#### DATA ROWS:
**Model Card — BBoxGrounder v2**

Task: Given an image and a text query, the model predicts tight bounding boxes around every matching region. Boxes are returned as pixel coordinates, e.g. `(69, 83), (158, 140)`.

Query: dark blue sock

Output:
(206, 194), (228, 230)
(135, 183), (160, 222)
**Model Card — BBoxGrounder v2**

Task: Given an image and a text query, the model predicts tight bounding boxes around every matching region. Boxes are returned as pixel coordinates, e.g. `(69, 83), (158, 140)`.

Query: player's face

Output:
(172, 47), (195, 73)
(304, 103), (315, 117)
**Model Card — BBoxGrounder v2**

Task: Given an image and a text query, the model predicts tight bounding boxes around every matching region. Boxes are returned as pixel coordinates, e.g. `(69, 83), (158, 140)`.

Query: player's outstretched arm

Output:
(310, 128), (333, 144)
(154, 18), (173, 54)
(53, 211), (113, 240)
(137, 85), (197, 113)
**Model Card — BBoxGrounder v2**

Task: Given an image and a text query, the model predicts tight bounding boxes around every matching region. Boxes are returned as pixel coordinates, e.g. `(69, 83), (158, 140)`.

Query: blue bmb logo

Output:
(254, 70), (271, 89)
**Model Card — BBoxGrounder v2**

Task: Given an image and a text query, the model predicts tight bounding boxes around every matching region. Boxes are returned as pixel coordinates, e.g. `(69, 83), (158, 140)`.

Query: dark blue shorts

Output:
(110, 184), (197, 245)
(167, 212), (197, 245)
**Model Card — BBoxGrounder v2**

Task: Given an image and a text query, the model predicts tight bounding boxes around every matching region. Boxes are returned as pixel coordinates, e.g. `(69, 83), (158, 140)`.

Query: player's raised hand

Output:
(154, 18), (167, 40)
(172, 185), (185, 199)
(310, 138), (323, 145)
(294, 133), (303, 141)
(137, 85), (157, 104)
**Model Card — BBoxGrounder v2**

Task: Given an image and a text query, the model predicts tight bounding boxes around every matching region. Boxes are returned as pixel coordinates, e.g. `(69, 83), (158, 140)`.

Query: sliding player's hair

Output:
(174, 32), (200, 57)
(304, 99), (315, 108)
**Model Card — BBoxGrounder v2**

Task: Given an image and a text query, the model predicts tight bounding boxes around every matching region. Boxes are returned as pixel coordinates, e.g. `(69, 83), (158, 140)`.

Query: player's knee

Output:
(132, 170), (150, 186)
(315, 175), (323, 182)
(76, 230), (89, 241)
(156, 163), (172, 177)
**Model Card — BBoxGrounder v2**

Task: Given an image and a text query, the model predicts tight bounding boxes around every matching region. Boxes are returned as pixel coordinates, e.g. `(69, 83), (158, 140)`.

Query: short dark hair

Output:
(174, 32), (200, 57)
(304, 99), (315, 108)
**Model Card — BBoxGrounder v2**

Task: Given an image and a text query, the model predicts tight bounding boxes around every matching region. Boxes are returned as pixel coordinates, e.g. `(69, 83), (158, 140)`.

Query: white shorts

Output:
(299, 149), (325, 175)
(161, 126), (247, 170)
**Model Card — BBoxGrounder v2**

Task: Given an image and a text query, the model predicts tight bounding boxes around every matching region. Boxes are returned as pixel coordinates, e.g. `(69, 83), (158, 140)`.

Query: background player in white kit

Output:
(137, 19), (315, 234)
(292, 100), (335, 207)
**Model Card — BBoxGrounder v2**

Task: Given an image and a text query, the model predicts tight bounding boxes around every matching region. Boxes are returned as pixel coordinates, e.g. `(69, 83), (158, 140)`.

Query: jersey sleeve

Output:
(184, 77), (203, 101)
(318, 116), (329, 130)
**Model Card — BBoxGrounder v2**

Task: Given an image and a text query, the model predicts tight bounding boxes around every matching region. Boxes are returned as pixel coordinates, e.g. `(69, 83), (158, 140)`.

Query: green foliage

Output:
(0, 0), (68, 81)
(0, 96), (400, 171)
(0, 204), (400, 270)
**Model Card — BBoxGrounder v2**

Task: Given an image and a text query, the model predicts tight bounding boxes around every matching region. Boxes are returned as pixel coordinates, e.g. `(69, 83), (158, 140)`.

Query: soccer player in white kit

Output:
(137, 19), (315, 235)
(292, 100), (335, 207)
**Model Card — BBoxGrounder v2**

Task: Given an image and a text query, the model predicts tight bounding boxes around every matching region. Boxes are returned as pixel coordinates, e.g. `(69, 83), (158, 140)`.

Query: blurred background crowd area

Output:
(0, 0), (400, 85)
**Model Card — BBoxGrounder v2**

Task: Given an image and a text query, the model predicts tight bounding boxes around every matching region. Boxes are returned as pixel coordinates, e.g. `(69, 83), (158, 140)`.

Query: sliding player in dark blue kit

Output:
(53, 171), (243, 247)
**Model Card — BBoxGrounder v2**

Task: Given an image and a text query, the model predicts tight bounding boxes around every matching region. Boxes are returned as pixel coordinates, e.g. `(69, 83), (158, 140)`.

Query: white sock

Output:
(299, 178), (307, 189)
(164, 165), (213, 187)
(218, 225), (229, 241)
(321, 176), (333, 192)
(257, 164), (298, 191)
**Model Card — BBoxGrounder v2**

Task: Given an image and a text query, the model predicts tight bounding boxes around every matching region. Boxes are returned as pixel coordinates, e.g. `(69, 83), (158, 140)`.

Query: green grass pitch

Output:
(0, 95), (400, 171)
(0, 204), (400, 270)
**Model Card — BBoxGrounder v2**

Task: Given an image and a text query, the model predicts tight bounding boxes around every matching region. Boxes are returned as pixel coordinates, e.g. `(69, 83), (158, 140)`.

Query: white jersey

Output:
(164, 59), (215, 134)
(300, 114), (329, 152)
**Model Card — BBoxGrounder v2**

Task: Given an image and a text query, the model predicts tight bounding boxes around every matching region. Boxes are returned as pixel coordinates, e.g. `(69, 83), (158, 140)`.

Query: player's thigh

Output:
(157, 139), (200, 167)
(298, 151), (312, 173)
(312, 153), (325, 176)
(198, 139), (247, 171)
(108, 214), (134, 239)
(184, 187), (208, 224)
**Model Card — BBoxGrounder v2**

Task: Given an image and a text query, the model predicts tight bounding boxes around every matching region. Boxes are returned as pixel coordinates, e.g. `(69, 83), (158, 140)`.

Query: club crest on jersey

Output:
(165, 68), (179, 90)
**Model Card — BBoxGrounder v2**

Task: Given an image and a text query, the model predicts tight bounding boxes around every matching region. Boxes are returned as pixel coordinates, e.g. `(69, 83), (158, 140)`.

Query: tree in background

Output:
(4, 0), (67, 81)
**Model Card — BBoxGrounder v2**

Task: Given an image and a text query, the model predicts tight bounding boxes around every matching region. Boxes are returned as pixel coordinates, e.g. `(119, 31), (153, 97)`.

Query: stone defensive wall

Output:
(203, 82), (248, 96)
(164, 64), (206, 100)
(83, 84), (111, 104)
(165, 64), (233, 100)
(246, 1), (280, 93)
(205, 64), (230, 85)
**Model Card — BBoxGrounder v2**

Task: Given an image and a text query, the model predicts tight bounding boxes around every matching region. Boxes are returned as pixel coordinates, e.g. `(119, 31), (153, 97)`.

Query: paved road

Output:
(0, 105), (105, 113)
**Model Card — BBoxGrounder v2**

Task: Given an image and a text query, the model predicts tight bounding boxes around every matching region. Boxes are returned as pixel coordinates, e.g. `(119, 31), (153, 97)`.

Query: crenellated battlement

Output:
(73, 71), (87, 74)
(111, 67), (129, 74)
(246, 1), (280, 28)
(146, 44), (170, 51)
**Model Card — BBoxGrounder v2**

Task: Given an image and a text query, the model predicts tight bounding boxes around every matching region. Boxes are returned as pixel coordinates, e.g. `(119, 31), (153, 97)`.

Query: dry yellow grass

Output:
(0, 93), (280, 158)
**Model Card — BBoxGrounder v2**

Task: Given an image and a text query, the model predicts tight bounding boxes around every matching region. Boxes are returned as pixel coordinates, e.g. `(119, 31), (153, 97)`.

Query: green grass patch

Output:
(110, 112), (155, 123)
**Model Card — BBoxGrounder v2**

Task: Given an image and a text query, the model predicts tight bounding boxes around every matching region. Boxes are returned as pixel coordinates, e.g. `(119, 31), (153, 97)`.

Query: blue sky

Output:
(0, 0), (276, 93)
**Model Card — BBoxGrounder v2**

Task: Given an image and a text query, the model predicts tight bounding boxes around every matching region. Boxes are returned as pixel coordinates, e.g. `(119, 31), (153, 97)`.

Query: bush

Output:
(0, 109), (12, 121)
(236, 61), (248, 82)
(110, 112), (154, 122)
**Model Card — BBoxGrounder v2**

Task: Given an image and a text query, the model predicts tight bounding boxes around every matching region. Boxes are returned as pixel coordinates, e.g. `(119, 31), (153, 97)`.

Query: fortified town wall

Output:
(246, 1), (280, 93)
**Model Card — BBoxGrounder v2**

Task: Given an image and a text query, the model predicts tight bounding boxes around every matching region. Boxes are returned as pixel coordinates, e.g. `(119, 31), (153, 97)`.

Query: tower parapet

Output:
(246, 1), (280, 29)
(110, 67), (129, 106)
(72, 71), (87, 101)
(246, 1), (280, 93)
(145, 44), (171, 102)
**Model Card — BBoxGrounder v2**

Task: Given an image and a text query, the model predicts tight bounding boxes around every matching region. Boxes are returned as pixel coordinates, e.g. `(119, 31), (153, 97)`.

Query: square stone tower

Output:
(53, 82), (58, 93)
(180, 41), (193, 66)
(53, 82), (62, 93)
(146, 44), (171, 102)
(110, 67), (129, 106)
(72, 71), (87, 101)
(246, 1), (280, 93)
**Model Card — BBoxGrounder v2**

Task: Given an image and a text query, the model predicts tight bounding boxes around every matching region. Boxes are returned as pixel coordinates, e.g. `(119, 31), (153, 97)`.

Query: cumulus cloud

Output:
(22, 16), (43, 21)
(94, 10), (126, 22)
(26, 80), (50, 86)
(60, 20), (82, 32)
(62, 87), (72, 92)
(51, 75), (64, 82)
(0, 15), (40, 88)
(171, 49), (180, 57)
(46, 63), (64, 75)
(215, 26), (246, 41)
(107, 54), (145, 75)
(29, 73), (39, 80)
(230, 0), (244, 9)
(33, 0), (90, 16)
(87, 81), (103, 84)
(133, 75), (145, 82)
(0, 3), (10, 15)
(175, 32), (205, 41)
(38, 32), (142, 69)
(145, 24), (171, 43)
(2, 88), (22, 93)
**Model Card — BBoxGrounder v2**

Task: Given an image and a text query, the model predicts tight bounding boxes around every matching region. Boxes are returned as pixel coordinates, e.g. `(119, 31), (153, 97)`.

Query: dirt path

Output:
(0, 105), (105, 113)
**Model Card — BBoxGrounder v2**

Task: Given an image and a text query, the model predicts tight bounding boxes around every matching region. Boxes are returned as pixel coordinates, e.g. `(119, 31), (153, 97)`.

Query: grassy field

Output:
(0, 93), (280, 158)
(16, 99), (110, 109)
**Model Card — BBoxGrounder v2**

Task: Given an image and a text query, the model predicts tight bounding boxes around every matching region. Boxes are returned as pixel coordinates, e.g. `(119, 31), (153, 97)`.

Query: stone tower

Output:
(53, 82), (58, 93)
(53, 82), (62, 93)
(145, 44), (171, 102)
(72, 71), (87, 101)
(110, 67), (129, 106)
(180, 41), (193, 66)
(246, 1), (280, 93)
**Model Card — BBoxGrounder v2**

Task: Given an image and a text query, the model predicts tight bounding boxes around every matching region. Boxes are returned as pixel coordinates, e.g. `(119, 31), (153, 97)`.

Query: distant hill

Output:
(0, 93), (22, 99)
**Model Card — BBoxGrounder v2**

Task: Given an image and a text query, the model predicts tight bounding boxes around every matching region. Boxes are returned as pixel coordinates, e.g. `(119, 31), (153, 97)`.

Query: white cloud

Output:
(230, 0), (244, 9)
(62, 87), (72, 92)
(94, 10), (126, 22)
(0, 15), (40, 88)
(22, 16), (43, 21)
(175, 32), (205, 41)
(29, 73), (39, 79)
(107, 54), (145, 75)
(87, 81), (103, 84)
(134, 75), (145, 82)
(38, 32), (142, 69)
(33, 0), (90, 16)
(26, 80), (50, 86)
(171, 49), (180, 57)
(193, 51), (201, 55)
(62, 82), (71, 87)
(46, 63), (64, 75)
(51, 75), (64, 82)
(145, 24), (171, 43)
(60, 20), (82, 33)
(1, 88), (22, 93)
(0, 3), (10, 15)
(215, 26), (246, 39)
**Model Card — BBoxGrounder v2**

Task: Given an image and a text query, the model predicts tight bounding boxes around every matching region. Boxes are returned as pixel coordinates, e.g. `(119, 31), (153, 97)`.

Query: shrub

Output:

#### WHAT IS NEEDED:
Format the lines from the start of the rows through the line containing "(254, 70), (271, 89)" as a Markdown table with the columns Number and Line. Give each line its sequential number, and skip blank lines.

#### SOLUTION TO THE EXERCISE:
| Number | Line |
|---|---|
| 1 | **Model Card — BBoxGrounder v2** |
| 2 | Task: Given an image and a text query, the model predicts tight bounding boxes around every matching region. Boxes are returned as pixel coordinates, e.g. `(69, 83), (158, 140)`. |
| 3 | Query: dark blue sock |
| 4 | Output: |
| 5 | (206, 194), (228, 230) |
| 6 | (135, 183), (160, 222) |
| 7 | **Model Card — BBoxGrounder v2** |
| 8 | Task: Given an image and a text query, the model predicts tight bounding boxes around every matching region. Boxes are returned as pixel coordinates, e.g. `(69, 83), (158, 140)`. |
| 9 | Query: player's face |
| 10 | Output: |
| 11 | (172, 47), (195, 73) |
| 12 | (304, 103), (315, 117) |
| 13 | **Model Card — BBoxGrounder v2** |
| 14 | Task: Given an image and a text query, the model predicts tight bounding boxes around every matching region. Boxes are returned as pixel coordinates, e.g. `(69, 83), (158, 140)`. |
| 15 | Query: player's outstretched arm |
| 16 | Output: |
| 17 | (310, 128), (333, 144) |
| 18 | (154, 18), (173, 54) |
| 19 | (53, 211), (113, 240) |
| 20 | (137, 85), (197, 113) |
| 21 | **Model Card — BBoxGrounder v2** |
| 22 | Task: Given an image and a text query, the model predicts tight bounding boxes around every matching region. Boxes are returned as pixel coordinates, e.g. `(69, 83), (158, 140)`. |
| 23 | Query: blue bmb logo |
| 24 | Output: |
| 25 | (254, 70), (271, 89) |